THE REQUEST:
Extract exactly the range of lines bounded by the line containing "# test: locate() drops one marker on the upper" and the final line of the listing, both ends included, and no other lines.

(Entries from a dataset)
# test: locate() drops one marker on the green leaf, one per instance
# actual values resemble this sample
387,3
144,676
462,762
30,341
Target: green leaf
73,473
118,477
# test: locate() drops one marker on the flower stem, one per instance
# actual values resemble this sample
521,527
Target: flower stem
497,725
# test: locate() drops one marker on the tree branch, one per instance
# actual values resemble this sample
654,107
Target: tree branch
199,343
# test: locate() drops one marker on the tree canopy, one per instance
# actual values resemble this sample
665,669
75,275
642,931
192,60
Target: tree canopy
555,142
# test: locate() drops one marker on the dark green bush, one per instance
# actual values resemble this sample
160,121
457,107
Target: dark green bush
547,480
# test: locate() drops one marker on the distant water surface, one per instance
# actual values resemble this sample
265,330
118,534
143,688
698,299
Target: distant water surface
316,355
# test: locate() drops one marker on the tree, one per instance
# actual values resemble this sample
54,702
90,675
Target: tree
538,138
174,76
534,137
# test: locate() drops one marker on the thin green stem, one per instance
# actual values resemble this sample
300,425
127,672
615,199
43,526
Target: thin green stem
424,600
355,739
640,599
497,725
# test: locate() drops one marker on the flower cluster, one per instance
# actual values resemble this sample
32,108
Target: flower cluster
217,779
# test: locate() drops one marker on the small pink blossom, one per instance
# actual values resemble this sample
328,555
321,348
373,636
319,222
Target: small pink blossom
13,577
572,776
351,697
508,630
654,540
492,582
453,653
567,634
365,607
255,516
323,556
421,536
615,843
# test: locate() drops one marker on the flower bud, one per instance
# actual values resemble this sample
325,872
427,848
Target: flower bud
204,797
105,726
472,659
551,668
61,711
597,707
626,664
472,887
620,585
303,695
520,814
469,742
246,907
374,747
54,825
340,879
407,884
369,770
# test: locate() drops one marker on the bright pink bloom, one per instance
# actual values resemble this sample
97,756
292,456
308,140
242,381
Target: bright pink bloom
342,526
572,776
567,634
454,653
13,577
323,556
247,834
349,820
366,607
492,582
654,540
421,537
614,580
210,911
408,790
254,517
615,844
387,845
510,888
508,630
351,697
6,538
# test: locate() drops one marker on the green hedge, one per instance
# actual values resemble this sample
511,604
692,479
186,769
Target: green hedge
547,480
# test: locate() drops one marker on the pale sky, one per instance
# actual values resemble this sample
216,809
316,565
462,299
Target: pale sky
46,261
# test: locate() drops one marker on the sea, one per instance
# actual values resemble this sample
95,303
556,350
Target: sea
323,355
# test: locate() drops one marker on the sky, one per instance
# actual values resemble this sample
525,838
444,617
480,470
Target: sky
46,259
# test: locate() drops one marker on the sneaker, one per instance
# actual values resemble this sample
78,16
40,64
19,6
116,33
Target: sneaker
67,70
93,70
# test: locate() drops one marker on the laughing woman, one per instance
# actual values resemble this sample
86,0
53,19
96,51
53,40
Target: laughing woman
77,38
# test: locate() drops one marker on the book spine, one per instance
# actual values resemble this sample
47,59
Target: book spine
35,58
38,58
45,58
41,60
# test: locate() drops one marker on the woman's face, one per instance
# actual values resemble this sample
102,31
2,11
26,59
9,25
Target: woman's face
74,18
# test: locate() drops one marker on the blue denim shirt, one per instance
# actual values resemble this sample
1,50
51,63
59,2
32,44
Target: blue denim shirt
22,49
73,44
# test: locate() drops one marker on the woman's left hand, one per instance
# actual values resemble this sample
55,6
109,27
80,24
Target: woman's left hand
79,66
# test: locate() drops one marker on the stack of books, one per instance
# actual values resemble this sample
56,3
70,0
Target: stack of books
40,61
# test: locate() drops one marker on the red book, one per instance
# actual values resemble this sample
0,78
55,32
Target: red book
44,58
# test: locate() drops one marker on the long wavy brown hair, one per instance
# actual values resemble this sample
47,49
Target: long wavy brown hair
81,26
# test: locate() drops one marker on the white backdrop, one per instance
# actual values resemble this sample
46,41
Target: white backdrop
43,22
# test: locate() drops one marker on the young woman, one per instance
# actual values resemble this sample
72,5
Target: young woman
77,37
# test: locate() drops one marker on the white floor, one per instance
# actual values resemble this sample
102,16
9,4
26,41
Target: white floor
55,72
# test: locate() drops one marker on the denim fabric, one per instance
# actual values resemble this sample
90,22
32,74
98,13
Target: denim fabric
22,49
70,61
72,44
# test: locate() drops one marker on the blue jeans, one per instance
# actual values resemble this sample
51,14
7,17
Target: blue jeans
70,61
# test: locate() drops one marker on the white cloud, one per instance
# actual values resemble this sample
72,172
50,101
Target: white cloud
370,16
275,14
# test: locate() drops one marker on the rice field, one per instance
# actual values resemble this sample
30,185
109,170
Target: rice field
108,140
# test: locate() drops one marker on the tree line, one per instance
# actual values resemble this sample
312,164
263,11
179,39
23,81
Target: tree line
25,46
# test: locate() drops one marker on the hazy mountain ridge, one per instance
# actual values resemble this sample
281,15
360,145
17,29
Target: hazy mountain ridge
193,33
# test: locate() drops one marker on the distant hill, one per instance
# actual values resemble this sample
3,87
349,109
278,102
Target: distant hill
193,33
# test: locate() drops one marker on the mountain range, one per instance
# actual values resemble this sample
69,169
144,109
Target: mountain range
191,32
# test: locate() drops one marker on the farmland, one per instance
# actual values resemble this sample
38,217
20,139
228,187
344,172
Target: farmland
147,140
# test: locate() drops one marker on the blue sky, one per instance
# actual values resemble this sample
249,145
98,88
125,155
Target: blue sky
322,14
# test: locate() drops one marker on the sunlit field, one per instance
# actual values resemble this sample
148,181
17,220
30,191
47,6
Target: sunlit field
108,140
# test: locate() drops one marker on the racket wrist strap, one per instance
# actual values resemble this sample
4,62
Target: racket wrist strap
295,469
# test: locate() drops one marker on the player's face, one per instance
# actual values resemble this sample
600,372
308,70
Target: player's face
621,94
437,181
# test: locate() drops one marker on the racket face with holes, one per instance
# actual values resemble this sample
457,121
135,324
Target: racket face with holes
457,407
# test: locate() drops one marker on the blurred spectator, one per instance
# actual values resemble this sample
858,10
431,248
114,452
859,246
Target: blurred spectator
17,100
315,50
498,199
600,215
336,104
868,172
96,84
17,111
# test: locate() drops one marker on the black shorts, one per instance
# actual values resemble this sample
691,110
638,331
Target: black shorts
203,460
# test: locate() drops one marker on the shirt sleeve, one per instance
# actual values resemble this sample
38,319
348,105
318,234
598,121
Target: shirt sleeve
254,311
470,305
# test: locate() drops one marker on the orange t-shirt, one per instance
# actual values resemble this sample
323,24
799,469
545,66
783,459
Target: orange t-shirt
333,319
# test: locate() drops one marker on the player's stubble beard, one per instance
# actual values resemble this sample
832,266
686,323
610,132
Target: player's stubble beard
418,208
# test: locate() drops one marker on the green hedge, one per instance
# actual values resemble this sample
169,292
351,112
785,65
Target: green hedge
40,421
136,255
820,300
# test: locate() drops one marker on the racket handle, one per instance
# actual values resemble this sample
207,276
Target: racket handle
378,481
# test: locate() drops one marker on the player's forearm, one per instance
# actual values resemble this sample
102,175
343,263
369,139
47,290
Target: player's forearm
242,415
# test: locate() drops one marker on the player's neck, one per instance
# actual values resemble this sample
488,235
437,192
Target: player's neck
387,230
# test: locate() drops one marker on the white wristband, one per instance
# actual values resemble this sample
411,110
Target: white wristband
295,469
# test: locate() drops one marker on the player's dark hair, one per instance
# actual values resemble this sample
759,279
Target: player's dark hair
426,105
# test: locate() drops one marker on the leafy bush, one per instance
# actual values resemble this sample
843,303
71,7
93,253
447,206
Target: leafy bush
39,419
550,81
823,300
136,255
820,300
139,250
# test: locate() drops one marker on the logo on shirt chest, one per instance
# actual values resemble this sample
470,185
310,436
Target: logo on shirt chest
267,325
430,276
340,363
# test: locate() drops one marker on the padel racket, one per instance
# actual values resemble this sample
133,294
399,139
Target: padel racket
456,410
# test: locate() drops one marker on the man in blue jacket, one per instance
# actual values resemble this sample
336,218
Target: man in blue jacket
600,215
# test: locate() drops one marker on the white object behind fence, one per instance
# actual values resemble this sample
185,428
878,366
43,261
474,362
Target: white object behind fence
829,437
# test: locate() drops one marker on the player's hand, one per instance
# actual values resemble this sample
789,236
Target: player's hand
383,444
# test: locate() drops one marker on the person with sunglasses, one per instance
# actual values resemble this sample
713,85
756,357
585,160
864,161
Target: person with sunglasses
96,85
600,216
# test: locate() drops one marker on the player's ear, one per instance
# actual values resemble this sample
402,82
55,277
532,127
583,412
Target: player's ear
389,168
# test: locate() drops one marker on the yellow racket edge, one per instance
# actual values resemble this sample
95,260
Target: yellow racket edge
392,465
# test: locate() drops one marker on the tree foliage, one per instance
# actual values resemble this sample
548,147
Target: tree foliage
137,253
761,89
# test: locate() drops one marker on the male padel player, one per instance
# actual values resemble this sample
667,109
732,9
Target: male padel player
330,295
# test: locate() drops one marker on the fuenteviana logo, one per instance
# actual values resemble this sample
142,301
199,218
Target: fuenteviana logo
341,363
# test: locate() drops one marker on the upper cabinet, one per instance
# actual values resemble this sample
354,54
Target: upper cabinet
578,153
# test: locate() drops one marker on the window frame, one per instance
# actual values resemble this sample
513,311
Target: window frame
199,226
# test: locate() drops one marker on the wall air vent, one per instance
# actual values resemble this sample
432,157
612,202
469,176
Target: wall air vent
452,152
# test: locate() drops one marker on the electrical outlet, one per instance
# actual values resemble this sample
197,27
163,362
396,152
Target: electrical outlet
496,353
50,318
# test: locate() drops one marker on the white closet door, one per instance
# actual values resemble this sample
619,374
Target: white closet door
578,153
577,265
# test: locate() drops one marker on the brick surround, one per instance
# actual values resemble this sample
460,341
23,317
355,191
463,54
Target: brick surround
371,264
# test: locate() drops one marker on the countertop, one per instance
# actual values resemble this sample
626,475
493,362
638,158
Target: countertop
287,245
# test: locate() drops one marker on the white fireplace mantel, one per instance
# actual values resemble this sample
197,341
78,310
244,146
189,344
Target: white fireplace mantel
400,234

EXERCISE ANSWER:
# test: locate() drops one marker on the upper cabinet, one per instance
# actual values resemble this sample
354,54
Target: upper cabinet
578,153
# test: locate() drops one marker on the window frame, one per instance
# actual values resemble this sample
513,311
Target: window frame
199,226
# test: locate() drops one marker on the wall air vent, one per instance
# actual values resemble this sample
432,157
612,202
469,176
Target: wall air vent
452,152
# test: locate() drops one marker on the electrical outlet, one per instance
# actual values resemble this sample
197,27
163,362
396,152
Target: electrical outlet
496,353
50,318
# test: locate() drops one marker on the white closet door, one per instance
# actual values resemble this sample
619,374
Target: white closet door
578,153
577,265
# test: locate() drops one marker on the brick surround, one per instance
# actual values resemble this sample
460,341
23,317
355,191
463,54
Target: brick surround
371,264
# test: locate() drops one marker on the countertop, one per instance
# actual values resemble this sample
626,475
493,362
638,158
Target: countertop
287,245
# test: locate() drops one marker on the white fireplace mantel, one per instance
# actual values resemble this sample
197,341
78,310
244,146
189,344
Target: white fireplace mantel
400,234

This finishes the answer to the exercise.